## What is being asked
Take the lines below between the one holding "query: wooden easel" and the one holding "query: steel railing", inclusive, and copy them exactly. Add nothing.

## Input records
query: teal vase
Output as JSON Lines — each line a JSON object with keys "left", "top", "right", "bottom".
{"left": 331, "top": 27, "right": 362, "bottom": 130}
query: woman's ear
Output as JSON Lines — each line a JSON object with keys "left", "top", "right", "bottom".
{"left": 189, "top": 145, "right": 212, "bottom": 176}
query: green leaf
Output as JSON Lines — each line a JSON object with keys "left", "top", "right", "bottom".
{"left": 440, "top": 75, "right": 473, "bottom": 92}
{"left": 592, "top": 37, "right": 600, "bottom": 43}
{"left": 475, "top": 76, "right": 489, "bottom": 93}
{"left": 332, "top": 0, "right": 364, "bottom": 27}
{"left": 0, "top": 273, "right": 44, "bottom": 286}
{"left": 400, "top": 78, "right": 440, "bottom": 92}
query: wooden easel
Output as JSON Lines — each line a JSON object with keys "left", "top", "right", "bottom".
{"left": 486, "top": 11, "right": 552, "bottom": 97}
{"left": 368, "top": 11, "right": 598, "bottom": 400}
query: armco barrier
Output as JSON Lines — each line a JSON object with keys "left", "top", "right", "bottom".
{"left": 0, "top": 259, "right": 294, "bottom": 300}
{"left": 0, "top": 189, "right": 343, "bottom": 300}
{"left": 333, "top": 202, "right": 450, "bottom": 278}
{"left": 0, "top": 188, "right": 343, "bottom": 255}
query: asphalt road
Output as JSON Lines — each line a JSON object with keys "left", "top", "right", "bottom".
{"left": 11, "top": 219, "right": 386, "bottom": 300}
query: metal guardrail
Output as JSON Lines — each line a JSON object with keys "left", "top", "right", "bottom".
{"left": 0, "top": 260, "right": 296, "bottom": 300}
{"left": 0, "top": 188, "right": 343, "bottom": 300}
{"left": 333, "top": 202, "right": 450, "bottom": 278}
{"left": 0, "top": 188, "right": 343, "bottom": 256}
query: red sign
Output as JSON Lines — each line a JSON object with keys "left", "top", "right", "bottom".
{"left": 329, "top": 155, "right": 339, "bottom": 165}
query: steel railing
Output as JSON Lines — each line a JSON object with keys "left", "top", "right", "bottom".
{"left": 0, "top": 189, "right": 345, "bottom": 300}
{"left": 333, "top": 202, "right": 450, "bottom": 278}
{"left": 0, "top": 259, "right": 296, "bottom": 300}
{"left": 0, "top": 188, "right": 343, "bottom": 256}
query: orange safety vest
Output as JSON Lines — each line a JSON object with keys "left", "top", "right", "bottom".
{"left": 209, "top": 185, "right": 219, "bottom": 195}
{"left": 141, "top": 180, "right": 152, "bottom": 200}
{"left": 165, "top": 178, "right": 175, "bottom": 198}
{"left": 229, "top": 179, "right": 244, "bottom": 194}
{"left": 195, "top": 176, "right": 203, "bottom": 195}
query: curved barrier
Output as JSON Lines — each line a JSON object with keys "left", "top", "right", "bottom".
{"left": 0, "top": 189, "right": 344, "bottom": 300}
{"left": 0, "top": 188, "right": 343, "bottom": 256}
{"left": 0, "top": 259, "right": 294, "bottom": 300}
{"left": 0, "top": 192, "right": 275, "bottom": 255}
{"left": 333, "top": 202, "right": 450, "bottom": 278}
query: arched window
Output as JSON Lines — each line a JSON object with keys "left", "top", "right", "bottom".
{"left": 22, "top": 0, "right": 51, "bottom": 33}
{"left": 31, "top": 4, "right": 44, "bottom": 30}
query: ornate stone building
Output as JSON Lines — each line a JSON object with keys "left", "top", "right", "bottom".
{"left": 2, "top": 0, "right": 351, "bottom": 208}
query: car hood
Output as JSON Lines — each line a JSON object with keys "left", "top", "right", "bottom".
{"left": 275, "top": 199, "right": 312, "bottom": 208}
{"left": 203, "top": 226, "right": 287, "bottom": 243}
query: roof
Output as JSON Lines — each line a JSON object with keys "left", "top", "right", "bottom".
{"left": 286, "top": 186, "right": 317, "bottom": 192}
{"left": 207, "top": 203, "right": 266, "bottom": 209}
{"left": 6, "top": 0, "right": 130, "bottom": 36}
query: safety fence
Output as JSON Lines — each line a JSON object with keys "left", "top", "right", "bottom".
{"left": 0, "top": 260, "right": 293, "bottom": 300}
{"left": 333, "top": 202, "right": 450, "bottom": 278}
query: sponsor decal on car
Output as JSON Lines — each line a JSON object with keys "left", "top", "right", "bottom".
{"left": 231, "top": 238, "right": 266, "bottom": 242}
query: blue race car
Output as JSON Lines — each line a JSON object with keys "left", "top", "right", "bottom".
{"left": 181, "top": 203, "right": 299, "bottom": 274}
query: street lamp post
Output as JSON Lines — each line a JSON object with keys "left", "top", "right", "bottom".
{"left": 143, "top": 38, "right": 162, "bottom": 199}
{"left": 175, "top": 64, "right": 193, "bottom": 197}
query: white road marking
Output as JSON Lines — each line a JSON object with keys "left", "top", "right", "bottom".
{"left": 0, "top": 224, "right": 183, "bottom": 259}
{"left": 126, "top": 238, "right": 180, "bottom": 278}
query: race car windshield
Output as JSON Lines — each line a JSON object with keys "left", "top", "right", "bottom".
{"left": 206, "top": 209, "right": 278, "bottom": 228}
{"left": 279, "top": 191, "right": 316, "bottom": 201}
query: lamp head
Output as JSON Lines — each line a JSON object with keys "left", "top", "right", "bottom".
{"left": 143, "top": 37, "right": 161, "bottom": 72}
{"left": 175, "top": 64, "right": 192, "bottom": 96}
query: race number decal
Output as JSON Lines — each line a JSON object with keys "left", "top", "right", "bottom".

## Problem solution
query: wooden easel
Output as JSON Lines — each line a JSON object with keys "left", "top", "right", "bottom".
{"left": 486, "top": 11, "right": 552, "bottom": 97}
{"left": 368, "top": 11, "right": 598, "bottom": 400}
query: armco barrier
Output as JSON Lines — each line a JSON object with keys "left", "top", "right", "bottom".
{"left": 0, "top": 259, "right": 294, "bottom": 300}
{"left": 0, "top": 189, "right": 343, "bottom": 300}
{"left": 333, "top": 202, "right": 450, "bottom": 278}
{"left": 0, "top": 188, "right": 343, "bottom": 255}
query: asphalt road
Output as JSON Lines — each line a JSON object with keys "left", "top", "right", "bottom".
{"left": 11, "top": 219, "right": 386, "bottom": 300}
query: metal guardrail
Output as JSON Lines — each line a JSON object with keys "left", "top", "right", "bottom".
{"left": 0, "top": 260, "right": 296, "bottom": 300}
{"left": 0, "top": 188, "right": 343, "bottom": 300}
{"left": 333, "top": 202, "right": 450, "bottom": 278}
{"left": 0, "top": 188, "right": 343, "bottom": 256}
query: red sign
Output as JSON Lines — each line a JSON object with keys "left", "top", "right", "bottom".
{"left": 329, "top": 155, "right": 339, "bottom": 165}
query: steel railing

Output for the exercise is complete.